RECORDS FOR THE TASK: Begin
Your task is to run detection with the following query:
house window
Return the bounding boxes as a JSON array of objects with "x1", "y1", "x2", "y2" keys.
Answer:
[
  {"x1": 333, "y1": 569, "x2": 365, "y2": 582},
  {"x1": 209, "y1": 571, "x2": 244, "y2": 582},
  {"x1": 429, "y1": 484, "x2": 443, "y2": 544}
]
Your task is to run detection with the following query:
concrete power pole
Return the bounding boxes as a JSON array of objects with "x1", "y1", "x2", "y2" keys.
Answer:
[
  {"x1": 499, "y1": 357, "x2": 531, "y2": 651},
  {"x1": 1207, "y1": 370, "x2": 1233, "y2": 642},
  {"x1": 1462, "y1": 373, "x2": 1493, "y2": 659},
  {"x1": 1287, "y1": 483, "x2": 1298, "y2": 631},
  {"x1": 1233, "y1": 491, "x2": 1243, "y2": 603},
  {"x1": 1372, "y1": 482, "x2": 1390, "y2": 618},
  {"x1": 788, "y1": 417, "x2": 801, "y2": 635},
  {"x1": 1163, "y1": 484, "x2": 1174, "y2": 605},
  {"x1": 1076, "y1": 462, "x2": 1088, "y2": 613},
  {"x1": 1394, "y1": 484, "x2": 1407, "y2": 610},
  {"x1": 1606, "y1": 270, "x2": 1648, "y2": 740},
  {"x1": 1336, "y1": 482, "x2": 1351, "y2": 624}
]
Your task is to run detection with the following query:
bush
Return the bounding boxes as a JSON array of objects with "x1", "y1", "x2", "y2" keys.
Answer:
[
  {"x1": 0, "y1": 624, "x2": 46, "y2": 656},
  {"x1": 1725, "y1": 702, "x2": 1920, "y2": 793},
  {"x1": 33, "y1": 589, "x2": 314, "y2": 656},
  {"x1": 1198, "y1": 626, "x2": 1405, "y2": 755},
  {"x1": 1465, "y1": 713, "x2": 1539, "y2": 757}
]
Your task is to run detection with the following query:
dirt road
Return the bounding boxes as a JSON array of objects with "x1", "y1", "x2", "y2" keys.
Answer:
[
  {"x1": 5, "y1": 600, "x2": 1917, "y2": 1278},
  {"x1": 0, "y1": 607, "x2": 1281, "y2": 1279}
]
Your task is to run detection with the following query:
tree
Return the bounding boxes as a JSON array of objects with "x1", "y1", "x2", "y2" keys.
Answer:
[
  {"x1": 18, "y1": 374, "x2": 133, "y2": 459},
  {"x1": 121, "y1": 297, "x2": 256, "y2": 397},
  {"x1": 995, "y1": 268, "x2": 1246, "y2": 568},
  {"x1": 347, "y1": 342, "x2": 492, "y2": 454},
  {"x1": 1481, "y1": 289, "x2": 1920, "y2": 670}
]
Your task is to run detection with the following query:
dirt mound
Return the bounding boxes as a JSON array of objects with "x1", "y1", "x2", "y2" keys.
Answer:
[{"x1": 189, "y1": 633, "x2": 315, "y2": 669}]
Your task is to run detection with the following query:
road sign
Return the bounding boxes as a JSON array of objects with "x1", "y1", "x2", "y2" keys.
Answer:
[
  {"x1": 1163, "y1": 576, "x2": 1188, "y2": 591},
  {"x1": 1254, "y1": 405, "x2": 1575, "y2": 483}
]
RECORDS FOR THE TASK: End
**TRY IT:**
Every entry must come back exactly as written above.

**TASK RESULT:**
Your task is to run detection with the following query:
house window
Return the bounding boxes as a JSON array of objects with "x1", "y1", "x2", "y2" keys.
Answer:
[
  {"x1": 333, "y1": 569, "x2": 365, "y2": 582},
  {"x1": 209, "y1": 571, "x2": 244, "y2": 582},
  {"x1": 429, "y1": 484, "x2": 443, "y2": 544}
]
Your task is to run detection with the following query:
concrete power pole
Return the bounding boxes as a JSON array of objects with "x1", "y1", "x2", "y2" keys.
Answer:
[
  {"x1": 499, "y1": 357, "x2": 531, "y2": 651},
  {"x1": 1207, "y1": 370, "x2": 1233, "y2": 642},
  {"x1": 1462, "y1": 373, "x2": 1493, "y2": 659},
  {"x1": 1287, "y1": 483, "x2": 1298, "y2": 631},
  {"x1": 1233, "y1": 491, "x2": 1243, "y2": 603},
  {"x1": 1372, "y1": 482, "x2": 1390, "y2": 618},
  {"x1": 788, "y1": 417, "x2": 801, "y2": 635},
  {"x1": 1163, "y1": 484, "x2": 1174, "y2": 605},
  {"x1": 1076, "y1": 462, "x2": 1088, "y2": 613},
  {"x1": 1394, "y1": 484, "x2": 1407, "y2": 610},
  {"x1": 1606, "y1": 270, "x2": 1648, "y2": 740},
  {"x1": 1336, "y1": 482, "x2": 1351, "y2": 624}
]
Your task is to run detection with the following query:
bush
Return the bounding boxes as a JSON array of objects with "x1", "y1", "x2", "y2" keys.
Answer:
[
  {"x1": 0, "y1": 624, "x2": 46, "y2": 656},
  {"x1": 1725, "y1": 702, "x2": 1920, "y2": 793},
  {"x1": 33, "y1": 589, "x2": 314, "y2": 656},
  {"x1": 1198, "y1": 626, "x2": 1405, "y2": 755},
  {"x1": 1465, "y1": 713, "x2": 1539, "y2": 757}
]
Your task is to run detection with the following query:
dirt road
Return the bounding boxes as a JSON array of objects with "x1", "y1", "x2", "y2" keys.
Answer:
[
  {"x1": 5, "y1": 600, "x2": 1917, "y2": 1278},
  {"x1": 0, "y1": 607, "x2": 1281, "y2": 1279}
]
Your task is to run detection with the following query:
tree
Return the bounding boxes as a JSON array of objects with "x1", "y1", "x2", "y2" keys.
Answer:
[
  {"x1": 18, "y1": 374, "x2": 133, "y2": 459},
  {"x1": 121, "y1": 297, "x2": 256, "y2": 397},
  {"x1": 995, "y1": 268, "x2": 1246, "y2": 568},
  {"x1": 347, "y1": 342, "x2": 492, "y2": 454},
  {"x1": 1481, "y1": 289, "x2": 1920, "y2": 670}
]
Your task is to run detection with the following query:
dirt mound
Return the bounding boxes as a JSON array of objects with "x1", "y1", "x2", "y2" keys.
Answer:
[{"x1": 189, "y1": 633, "x2": 315, "y2": 669}]
Your task is to run detection with the following query:
road sign
Return the bounding boxes as a JSON array of objects with "x1", "y1", "x2", "y2" keys.
Answer:
[
  {"x1": 1163, "y1": 576, "x2": 1188, "y2": 591},
  {"x1": 1254, "y1": 405, "x2": 1575, "y2": 483}
]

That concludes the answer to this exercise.